[[ Data for review open ]]

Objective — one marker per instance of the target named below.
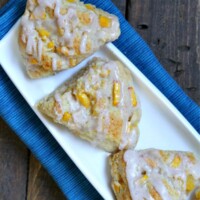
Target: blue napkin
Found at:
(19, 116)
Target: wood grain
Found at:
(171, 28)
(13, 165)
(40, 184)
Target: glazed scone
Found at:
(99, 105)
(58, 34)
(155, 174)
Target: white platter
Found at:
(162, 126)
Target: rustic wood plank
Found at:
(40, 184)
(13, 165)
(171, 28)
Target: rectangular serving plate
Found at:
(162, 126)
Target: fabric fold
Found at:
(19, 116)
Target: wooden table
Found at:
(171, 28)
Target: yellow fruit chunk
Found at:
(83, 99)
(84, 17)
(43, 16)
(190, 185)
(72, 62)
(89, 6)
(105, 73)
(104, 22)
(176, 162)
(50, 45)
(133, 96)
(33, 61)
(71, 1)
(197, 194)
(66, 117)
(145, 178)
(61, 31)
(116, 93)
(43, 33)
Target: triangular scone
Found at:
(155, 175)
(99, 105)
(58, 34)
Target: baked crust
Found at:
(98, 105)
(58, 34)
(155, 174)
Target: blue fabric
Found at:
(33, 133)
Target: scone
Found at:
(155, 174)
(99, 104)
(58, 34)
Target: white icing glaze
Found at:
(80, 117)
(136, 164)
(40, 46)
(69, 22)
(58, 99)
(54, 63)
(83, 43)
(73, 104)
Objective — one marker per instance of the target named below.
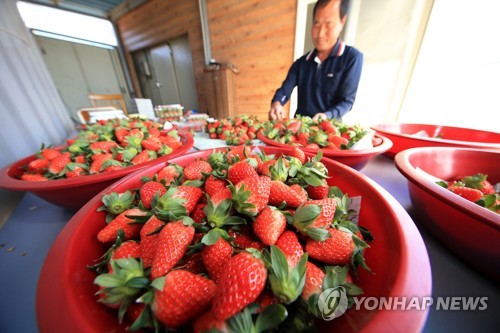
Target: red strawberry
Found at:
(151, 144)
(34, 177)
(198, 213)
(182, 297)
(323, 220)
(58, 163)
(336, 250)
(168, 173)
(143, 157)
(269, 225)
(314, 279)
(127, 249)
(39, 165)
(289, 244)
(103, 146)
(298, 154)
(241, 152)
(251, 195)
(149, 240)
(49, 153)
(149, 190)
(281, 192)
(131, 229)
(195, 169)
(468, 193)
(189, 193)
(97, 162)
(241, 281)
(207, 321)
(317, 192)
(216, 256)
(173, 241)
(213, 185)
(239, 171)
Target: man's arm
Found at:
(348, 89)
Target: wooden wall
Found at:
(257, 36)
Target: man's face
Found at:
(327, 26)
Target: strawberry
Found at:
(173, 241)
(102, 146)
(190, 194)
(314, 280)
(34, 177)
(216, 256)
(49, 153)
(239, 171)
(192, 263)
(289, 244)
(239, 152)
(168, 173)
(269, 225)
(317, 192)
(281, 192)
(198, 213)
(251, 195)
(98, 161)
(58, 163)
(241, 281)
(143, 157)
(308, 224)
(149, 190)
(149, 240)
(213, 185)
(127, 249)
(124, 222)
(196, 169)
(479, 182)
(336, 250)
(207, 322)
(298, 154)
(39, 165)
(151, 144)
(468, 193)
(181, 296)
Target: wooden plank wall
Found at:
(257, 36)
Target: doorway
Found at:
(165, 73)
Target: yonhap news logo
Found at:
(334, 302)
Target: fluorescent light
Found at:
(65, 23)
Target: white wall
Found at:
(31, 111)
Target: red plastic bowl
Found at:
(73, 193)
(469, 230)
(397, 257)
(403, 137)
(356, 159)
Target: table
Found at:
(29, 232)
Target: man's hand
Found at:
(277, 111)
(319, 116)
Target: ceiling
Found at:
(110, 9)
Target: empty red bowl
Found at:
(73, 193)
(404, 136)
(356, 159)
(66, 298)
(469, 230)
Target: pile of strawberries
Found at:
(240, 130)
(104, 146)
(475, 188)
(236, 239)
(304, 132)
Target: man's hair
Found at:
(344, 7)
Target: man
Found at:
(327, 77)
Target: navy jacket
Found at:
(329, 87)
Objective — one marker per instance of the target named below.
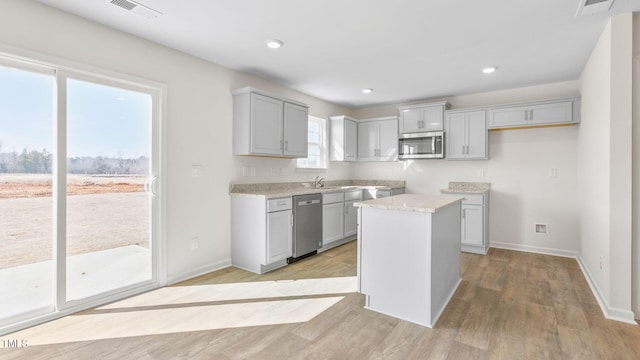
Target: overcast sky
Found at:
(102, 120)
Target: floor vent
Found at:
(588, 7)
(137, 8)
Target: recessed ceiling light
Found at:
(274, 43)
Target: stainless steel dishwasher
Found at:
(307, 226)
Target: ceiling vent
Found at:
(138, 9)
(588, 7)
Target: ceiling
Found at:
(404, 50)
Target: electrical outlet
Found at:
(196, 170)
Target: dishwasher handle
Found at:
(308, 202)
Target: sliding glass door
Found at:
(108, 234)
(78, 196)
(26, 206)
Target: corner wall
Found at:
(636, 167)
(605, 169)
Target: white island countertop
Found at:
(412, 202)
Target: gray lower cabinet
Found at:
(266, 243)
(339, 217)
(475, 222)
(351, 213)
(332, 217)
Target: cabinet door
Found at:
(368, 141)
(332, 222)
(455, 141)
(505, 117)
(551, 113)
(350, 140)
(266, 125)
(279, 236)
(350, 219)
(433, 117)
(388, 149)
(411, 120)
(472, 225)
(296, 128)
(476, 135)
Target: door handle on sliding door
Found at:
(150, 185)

[[ Data for review closed ]]

▶ **Assignment**: Give the number of lines in the records above that contain the word "sliding", and nothing more.

▶ **Result below**: 2